Records from a point labeling set
==============================
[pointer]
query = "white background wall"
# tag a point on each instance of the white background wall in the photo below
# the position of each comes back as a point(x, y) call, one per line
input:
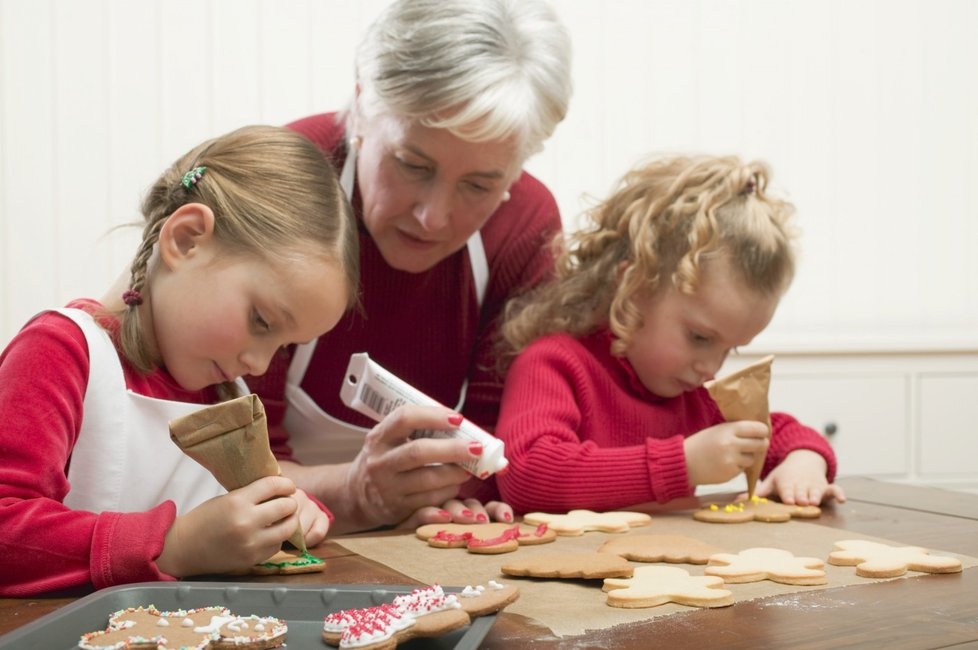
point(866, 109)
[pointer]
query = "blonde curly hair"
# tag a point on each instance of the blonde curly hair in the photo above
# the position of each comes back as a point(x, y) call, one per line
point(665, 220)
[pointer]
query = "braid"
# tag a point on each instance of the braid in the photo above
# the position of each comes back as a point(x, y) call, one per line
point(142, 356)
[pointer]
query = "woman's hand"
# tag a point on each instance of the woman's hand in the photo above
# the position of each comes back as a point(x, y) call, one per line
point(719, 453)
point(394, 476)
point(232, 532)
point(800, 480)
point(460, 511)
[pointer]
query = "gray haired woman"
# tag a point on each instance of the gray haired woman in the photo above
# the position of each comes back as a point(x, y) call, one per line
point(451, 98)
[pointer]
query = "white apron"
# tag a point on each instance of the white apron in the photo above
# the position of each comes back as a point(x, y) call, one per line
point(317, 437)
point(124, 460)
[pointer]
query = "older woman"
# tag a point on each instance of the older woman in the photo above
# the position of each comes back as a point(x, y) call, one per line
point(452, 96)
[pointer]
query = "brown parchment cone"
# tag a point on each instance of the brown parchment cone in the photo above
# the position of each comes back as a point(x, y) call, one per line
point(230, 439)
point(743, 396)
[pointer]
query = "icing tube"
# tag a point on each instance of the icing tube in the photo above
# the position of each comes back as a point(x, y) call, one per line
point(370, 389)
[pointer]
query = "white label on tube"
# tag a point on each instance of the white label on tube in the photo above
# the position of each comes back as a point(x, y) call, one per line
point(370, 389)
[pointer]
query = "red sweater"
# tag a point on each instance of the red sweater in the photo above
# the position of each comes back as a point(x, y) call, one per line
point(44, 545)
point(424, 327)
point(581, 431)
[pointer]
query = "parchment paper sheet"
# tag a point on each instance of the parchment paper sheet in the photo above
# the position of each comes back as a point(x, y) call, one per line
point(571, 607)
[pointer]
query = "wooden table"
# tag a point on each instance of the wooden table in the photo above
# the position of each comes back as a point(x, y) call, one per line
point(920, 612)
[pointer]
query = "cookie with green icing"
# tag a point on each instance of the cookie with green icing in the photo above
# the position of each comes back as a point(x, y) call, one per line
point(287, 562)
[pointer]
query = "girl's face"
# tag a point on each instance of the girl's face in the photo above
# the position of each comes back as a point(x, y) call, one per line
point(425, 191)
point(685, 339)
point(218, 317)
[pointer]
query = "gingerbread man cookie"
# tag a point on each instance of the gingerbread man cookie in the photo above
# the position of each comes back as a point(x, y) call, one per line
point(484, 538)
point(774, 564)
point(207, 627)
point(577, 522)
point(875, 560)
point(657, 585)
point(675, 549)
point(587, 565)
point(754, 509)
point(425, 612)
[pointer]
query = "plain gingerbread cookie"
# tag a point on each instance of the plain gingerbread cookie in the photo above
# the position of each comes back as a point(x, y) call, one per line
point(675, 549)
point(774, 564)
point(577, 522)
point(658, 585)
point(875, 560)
==============================
» **WRITTEN REQUEST**: Reproduce the stretch from the start of the records through the line containing "point(665, 220)", requests included, with 42 added to every coordinate in the answers. Omit the pictures from your reply.

» **COMPLETE RESPONSE**:
[pointer]
query = "white background wall"
# tag a point on each instance of the white background wall in the photo below
# the position of each comes back as a point(x, y) call, one per line
input:
point(908, 151)
[pointer]
query = "blonde curly hair"
# tag a point on each instance of the blonde curly hair in the photo above
# the position of each comes back as a point(x, y) call, one per line
point(707, 262)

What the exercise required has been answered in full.